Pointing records
+===+

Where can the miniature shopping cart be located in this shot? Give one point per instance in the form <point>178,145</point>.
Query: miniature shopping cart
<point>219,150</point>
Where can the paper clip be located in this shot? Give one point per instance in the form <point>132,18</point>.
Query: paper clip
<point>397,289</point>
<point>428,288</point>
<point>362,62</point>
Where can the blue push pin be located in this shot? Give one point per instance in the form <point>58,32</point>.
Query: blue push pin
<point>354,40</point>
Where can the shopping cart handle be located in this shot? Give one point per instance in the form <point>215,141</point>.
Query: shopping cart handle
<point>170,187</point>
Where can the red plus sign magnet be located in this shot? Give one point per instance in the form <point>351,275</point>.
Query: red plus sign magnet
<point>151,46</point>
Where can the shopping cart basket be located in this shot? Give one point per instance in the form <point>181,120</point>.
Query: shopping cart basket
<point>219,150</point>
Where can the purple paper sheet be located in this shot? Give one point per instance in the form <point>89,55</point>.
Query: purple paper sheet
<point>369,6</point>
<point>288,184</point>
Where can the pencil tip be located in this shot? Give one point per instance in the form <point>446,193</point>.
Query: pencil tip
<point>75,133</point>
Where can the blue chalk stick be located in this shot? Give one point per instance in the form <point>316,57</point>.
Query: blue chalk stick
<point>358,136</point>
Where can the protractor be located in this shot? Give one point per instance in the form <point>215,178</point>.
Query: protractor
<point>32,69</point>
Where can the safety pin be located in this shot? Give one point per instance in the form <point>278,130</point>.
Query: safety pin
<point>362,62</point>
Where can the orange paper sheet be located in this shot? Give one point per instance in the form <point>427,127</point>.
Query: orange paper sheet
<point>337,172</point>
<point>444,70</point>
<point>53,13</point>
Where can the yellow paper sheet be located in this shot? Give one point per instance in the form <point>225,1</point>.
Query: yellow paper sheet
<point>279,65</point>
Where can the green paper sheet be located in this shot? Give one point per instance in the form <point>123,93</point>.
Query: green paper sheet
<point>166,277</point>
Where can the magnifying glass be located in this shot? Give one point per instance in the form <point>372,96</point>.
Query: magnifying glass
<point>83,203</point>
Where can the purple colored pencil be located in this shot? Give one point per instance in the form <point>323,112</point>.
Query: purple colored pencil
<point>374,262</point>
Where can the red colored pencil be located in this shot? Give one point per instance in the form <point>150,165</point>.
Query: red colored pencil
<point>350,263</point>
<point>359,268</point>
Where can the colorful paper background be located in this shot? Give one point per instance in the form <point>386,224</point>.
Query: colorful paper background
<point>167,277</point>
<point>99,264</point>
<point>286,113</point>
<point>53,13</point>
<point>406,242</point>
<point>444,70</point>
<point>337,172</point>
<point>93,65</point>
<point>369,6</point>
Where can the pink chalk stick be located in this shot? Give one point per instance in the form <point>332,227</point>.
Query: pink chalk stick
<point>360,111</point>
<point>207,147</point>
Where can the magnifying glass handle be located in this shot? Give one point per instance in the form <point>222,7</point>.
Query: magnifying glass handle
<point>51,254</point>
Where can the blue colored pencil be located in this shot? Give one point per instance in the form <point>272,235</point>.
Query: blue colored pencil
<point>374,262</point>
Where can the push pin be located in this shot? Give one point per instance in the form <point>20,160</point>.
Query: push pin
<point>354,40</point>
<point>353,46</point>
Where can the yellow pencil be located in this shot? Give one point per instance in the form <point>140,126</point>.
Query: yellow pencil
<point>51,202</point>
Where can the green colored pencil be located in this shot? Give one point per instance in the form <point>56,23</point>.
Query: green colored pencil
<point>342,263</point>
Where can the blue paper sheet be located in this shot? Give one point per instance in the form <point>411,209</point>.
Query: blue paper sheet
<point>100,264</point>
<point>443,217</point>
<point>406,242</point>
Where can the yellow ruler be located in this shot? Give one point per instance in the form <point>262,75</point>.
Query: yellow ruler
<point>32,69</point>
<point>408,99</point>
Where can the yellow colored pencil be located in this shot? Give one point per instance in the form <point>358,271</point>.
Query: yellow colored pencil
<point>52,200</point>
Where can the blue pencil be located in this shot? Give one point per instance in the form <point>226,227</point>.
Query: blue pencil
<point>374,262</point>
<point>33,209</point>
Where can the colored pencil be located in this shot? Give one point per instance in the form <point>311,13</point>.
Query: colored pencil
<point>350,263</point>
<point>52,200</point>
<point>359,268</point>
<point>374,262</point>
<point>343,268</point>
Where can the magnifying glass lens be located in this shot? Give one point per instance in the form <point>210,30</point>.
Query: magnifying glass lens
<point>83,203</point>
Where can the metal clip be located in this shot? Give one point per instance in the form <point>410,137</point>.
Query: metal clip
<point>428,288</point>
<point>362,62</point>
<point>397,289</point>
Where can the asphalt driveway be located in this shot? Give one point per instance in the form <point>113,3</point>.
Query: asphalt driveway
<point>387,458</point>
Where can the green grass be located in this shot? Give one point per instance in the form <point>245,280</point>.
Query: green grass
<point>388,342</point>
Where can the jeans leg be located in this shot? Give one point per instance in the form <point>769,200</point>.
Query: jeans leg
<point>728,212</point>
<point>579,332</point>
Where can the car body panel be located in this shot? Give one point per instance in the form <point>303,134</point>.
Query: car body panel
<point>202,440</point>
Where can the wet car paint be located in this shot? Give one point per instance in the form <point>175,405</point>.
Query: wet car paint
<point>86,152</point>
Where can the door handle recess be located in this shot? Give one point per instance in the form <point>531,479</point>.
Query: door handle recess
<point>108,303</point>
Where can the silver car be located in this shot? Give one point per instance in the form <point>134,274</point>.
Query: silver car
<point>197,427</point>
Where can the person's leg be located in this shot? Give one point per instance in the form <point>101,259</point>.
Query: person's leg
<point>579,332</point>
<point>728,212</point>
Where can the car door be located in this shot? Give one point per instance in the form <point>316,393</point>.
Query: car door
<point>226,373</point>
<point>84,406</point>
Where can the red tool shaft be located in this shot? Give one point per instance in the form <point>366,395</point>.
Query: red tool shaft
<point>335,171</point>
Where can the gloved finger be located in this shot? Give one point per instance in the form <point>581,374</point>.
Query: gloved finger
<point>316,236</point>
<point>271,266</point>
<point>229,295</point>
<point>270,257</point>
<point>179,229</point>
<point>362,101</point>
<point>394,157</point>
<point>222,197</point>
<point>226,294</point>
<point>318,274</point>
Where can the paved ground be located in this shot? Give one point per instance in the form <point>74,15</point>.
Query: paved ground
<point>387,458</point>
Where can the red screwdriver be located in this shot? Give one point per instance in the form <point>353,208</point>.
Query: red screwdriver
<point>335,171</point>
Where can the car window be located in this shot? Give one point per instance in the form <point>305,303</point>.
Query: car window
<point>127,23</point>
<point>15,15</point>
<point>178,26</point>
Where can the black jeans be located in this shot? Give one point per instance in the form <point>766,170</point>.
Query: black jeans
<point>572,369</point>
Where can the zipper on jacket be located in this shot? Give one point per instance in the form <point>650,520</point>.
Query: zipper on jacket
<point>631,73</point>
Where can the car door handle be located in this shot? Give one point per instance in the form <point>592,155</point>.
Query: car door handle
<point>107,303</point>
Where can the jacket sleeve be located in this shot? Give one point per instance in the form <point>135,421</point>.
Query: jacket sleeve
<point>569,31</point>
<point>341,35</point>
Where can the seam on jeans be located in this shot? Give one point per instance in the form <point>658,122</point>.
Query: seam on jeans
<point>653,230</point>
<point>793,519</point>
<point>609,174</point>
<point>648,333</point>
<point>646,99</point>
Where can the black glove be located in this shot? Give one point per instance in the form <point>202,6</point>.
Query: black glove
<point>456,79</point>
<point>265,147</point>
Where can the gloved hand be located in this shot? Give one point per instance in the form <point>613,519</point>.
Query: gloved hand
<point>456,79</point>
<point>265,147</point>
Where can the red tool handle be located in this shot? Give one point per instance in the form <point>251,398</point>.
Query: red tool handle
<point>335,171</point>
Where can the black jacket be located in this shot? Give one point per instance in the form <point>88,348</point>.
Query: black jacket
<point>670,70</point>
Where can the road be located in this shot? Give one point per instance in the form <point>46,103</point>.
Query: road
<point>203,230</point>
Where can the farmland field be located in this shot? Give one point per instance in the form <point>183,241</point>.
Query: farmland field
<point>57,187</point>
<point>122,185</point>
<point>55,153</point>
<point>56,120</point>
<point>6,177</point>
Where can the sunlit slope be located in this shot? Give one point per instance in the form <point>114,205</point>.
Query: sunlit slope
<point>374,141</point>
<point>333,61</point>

+===+

• _Exercise directions_
Write out everything in the material from the line containing "Where can the push" down to the line containing "<point>353,46</point>", both included, and shift each coordinate in the answer points up by 118 while leaving the sample point in the format instruction unchanged.

• _Problem solution_
Where can the push pin be located in this shot? Give one point per instance in the form <point>20,160</point>.
Query: push pin
<point>472,158</point>
<point>471,164</point>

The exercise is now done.